**Supplied information:**
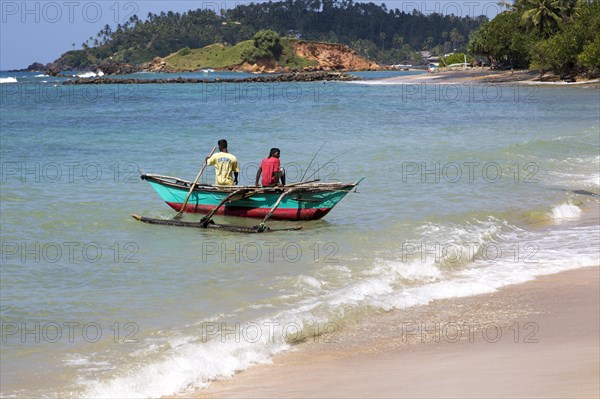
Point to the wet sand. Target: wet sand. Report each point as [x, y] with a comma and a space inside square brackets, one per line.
[537, 339]
[484, 76]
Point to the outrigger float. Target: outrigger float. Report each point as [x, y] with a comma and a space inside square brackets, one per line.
[309, 200]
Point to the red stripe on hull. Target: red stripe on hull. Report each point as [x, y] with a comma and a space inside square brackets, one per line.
[278, 214]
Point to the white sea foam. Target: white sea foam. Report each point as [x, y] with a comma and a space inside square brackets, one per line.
[566, 211]
[192, 362]
[90, 74]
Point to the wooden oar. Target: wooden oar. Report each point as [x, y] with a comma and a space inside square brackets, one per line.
[178, 215]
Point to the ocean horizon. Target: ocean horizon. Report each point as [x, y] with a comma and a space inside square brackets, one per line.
[467, 188]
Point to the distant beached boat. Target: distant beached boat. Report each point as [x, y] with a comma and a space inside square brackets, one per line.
[302, 201]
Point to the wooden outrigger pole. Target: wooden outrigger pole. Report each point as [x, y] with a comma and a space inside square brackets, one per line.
[206, 221]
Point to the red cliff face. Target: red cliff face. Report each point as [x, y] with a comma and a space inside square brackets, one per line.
[332, 57]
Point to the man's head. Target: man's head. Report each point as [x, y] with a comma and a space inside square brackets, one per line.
[274, 153]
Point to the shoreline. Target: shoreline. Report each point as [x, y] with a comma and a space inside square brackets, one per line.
[486, 76]
[535, 339]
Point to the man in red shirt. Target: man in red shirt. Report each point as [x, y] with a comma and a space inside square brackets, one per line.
[271, 170]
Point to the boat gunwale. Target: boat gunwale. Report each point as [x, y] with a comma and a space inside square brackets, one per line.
[174, 182]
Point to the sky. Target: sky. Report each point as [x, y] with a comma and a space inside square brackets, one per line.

**Work to complete:**
Rewrite all of the rows above, substituting "Object" for "Target" everywhere and changing nothing else. Leave the pictures out.

**Result of this exercise:**
Point to the wet sand. Object: wet sand. Report each point as [x, y] with a comma and a space inside square brackets, one per line.
[537, 339]
[484, 76]
Point to the outrigger float. Object: outrigger float. Report each point as [x, y] with a comma and a space inside square brackets, one per line.
[309, 200]
Point to the red stripe on hull. Object: red stripe on hull. Report each point as [x, y] with a comma and a space inside square brackets, one per line.
[278, 214]
Point to the white sea foam. Object: white sea foam. Report each point as [x, y] with a comma and a space inside square brackets, one per line.
[566, 211]
[192, 362]
[90, 74]
Point to the wooden oar. Object: wooden oar. Report each point as [x, y] with a comma and a space inside square brackets, one per line.
[178, 215]
Point to the ocean horizon. Object: ocean horizon. Report each point as [x, y] with a comma and a space inside square brackets, one per line.
[467, 188]
Point to the distant beached boat. Object: distant beached boat. Report each point as [x, y] with a comma and a space inside square brackets, one per line.
[302, 201]
Point to the wooden outrigger pole. Object: wooden outrigger pole. Report each point as [x, y] with a comma and a space inside square brackets, one per line.
[206, 221]
Point to the red cliff face. Object: red cliff face. Report each point as [x, y] with a comma and a space inside square brackets, one per line.
[332, 57]
Point to the man's head. Object: man's head. Report each point as [x, y] with a comma and a space inside square brackets, one per line.
[274, 153]
Point to the shoreline. Object: shoreline. Report each point as [x, y] with a comma and a space inside square brackets, one per line.
[486, 76]
[535, 339]
Point to the man in red shirt. Object: man in red shirt. Report each point as [x, y] with a comma and a space inside square brackets, one per line.
[271, 170]
Point to the boat gunwale. Object: boat gunwale. Report each point as [x, y] with a comma and a space inside square brackets, one per line.
[174, 182]
Point to the sky. Object: sky. Report each point as [x, y] with a comma and a space inside square brackets, one per line.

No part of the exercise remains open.